= ENTRIES PROVIDED =
+++

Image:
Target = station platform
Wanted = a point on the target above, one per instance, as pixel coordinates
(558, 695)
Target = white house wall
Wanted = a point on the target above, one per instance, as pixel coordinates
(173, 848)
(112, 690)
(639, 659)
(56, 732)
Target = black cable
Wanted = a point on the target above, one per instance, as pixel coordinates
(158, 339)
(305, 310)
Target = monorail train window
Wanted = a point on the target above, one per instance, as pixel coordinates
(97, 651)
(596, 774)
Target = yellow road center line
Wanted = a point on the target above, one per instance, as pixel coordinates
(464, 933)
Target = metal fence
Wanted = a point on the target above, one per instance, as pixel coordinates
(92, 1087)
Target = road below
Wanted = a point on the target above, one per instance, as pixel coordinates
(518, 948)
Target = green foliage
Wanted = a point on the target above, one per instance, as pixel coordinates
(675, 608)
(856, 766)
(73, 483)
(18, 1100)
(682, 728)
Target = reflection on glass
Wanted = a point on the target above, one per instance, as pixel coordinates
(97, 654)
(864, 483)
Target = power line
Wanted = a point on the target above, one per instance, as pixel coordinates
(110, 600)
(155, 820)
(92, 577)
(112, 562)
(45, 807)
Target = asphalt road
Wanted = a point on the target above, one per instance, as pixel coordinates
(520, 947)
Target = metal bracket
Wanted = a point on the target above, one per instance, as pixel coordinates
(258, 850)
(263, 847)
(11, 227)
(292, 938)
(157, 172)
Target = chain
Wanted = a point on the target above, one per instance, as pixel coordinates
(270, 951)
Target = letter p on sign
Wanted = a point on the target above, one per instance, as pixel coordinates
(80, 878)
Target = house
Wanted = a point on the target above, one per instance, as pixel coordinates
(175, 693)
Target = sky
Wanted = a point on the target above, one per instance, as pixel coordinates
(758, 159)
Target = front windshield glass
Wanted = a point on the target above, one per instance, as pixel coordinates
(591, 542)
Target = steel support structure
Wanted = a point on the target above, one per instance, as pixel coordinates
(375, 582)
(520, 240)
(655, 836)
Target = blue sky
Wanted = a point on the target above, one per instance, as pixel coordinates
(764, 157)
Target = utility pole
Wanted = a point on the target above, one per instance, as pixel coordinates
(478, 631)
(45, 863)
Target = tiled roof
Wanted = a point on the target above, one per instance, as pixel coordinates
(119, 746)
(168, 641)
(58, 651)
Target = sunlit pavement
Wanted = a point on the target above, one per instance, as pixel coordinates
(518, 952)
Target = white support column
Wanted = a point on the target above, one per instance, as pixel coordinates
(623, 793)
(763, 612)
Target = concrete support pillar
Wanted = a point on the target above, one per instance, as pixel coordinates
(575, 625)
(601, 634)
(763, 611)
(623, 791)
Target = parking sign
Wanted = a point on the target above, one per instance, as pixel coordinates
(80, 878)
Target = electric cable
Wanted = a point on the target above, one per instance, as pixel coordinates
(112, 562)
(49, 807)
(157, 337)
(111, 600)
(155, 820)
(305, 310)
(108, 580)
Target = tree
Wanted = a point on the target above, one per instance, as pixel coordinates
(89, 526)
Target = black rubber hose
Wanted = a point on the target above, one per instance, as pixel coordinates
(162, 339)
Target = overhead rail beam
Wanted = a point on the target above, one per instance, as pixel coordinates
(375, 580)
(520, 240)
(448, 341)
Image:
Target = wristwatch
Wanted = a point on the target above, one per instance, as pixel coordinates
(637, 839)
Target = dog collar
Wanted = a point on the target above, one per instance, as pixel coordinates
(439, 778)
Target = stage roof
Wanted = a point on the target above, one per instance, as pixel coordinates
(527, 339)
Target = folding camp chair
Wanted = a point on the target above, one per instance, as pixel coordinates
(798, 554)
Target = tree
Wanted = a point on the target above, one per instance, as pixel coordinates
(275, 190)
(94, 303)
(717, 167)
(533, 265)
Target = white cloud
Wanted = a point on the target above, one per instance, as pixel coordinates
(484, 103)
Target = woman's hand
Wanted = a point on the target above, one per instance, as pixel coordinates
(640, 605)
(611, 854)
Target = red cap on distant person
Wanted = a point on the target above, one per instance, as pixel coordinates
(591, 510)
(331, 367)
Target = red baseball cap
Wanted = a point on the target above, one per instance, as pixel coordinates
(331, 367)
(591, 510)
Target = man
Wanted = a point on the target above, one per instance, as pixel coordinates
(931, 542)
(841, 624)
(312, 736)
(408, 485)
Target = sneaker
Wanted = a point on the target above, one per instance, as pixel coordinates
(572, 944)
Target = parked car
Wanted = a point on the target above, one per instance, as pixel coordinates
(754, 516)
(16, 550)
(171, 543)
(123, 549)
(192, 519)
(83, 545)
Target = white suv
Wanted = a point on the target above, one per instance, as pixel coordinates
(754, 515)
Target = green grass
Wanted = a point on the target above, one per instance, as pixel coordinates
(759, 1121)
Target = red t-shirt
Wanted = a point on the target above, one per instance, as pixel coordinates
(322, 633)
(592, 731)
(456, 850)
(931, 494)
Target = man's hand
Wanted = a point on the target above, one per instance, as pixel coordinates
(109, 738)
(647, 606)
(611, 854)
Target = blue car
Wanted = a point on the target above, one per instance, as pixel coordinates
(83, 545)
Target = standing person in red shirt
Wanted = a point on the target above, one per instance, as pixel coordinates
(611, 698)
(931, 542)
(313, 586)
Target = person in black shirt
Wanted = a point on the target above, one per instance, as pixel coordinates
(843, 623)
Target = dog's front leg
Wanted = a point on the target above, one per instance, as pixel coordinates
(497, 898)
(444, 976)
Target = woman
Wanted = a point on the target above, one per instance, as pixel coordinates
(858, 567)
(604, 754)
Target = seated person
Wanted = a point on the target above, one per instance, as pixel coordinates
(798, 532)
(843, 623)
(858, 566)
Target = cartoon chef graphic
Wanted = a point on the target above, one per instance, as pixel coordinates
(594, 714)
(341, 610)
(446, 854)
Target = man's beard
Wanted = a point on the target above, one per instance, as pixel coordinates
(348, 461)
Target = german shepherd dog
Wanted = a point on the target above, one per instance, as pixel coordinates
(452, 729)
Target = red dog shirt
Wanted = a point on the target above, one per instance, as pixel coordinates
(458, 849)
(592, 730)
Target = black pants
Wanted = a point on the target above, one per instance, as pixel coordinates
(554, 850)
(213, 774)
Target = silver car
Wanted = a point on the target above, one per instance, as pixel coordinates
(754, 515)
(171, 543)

+++

= EXERCISE REQUIREMENTS =
Retype every entry above word for word, with nothing changed.

= RESPONSE TO THE EXERCISE =
Image:
Target = station platform
Wanted = a point on the target above, one per instance, as pixel coordinates
(558, 695)
Target = white house wall
Wanted = a point on the target above, one per instance, as pixel coordinates
(173, 848)
(112, 690)
(639, 659)
(56, 732)
Target = black cable
Wanted = a point on the target above, one per instance, as pixel coordinates
(158, 339)
(305, 310)
Target = monorail train window
Wanted = a point on the target above, one per instance, as pixel coordinates
(97, 651)
(596, 774)
Target = yellow road center line
Wanted = a point on the target above, one per instance, as pixel coordinates
(464, 933)
Target = metal fence
Wanted = a point on the target above, one per instance, as pixel coordinates
(92, 1087)
Target = road below
Wanted = a point on the target above, one per instance, as pixel coordinates
(518, 948)
Target = green foliage
Wanted = a point on the target above, one per instance, as pixel coordinates
(675, 608)
(856, 766)
(73, 483)
(18, 1100)
(682, 728)
Target = reflection on glass
Wanted = a point on the target above, one per instance, as pixel coordinates
(97, 654)
(864, 483)
Target = power line
Wanted = a point on the target above, one per instance, as pixel coordinates
(110, 600)
(155, 820)
(92, 577)
(112, 562)
(45, 807)
Target = asphalt road
Wanted = a point on the target above, one per instance, as pixel coordinates
(520, 947)
Target = metal bracket
Wanted = a point on the target above, one per instance, as pixel coordinates
(258, 850)
(263, 847)
(11, 227)
(292, 938)
(157, 172)
Target = chain
Wanted = a point on the target above, one per instance, as pixel coordinates
(270, 951)
Target = letter p on sign
Wanted = a point on the target above, one per instance, as pixel coordinates
(80, 878)
Target = house
Wanted = a point on the target above, one per instance, as pixel coordinates
(175, 693)
Target = sky
Wanted = a point on the target above, one per instance, as pixel coordinates
(758, 159)
Target = front windshield glass
Wanted = a point on the target above, one per instance, as pixel coordinates
(591, 542)
Target = steel support structure
Wanted = a point on the target above, one per instance, as pixel coordinates
(375, 582)
(520, 240)
(655, 836)
Target = blue sky
Wanted = a point on the target above, one per instance, as pixel coordinates
(764, 157)
Target = utility pole
Wanted = a point on the target above, one per instance, as pixel coordinates
(478, 631)
(45, 863)
Target = tiled roof
Wanted = a point on the target above, one per instance, as pixel coordinates
(119, 746)
(168, 641)
(58, 651)
Target = sunlit pavement
Wanted = a point on the target above, one per instance, as pixel coordinates
(518, 952)
Target = white support column
Wanted = a point on the target above, one per instance, as pixel coordinates
(623, 793)
(763, 612)
Target = concrete support pillar
Wanted = a point on the target above, one per instance, as pixel coordinates
(575, 625)
(601, 634)
(763, 611)
(623, 791)
Target = parking sign
Wanted = a point on the target above, one per instance, as pixel coordinates
(80, 878)
Target = electric cable
Wanted = a point on the target above, one per instance, as pixel coordinates
(112, 562)
(49, 807)
(157, 337)
(111, 600)
(155, 820)
(305, 310)
(108, 580)
Target = tree
Wanted = a point on the target above, one per instance, as pixel coordinates
(89, 526)
Target = black rubber hose
Wanted = a point on the target above, one per instance, as pixel coordinates
(162, 339)
Target = overhead rail beam
Wanted = a point on the target above, one per instance, as pixel coordinates
(375, 580)
(520, 240)
(448, 341)
Image:
Target = wristwatch
Wanted = a point on the target above, one per instance, as pixel coordinates
(637, 839)
Target = dog collar
Wanted = a point on the target above, one per instance, as pixel coordinates
(439, 778)
Target = stage roof
Wanted = a point on the target above, one per instance, as pixel coordinates
(527, 339)
Target = folding camp chair
Wanted = a point on the target above, one per instance, as pixel coordinates
(798, 554)
Target = tree
Wanted = a point on the target above, one per instance, as pixel coordinates
(275, 190)
(94, 303)
(717, 167)
(533, 265)
Target = white cloud
Wanted = a point on the target above, one per instance, as pixel coordinates
(484, 103)
Target = woman's hand
Wanted = a point on the target above, one per instance, as pixel coordinates
(640, 605)
(611, 854)
Target = red cap on distant person
Wanted = a point on the target above, one per instance, as pixel coordinates
(591, 510)
(331, 367)
Target = red baseball cap
Wanted = a point on the target above, one per instance, as pixel coordinates
(331, 367)
(591, 510)
Target = man
Wanted = a point on the target above, one per instance, as pixel coordinates
(931, 542)
(841, 624)
(312, 736)
(408, 485)
Target = sneaker
Wanted = a point on the target above, one per instance, as pixel coordinates
(572, 944)
Target = parked car
Wanted = a point on the target above, one per instance, as pixel coordinates
(754, 516)
(16, 550)
(171, 543)
(123, 549)
(192, 519)
(83, 545)
Target = white suv
Wanted = a point on the target above, one per instance, as pixel coordinates
(754, 515)
Target = green grass
Wanted = a point on the target above, one per instance, as pixel coordinates
(759, 1121)
Target = red t-shirt
Wanted = a point on the target above, one per instance, as pixel coordinates
(322, 633)
(592, 731)
(456, 850)
(931, 494)
Target = man's hand
Wanted = a point on the target above, one per instance, as pixel coordinates
(109, 738)
(647, 606)
(611, 854)
Target = blue car
Wanted = a point on the target above, one per instance, as pixel coordinates
(83, 545)
Target = standing person in red shirt
Wanted = a point on the target above, one per instance, as pixel coordinates
(611, 698)
(931, 542)
(313, 586)
Target = person in black shirt
Wanted = a point on the target above, one per instance, as pixel coordinates
(843, 623)
Target = dog's front leg
Wanted = a point on the target above, one per instance, as pixel coordinates
(497, 898)
(444, 976)
Target = woman
Wanted = a point on the target above, one per instance, as pixel coordinates
(858, 567)
(604, 754)
Target = seated person
Wanted = a point on the target above, one per instance, as pixel coordinates
(798, 532)
(843, 623)
(858, 566)
Target = cartoon chef graphic
Wanted = a point on the target above, one per instance, as pixel coordinates
(594, 714)
(341, 610)
(446, 854)
Target = man's beard
Wanted = a point on the target above, one per instance, as pixel coordinates
(348, 461)
Target = german shepherd dog
Wanted = a point on the target above, one per instance, as pixel coordinates
(452, 729)
Target = red dog shirt
Wanted = a point on the target above, one per instance, as pixel coordinates
(458, 849)
(592, 730)
Target = black pants
Wanted = a point on the target above, one per instance, as pixel coordinates
(554, 850)
(213, 774)
Target = silver car
Wanted = a point on the target above, one per instance, as pixel coordinates
(754, 515)
(171, 543)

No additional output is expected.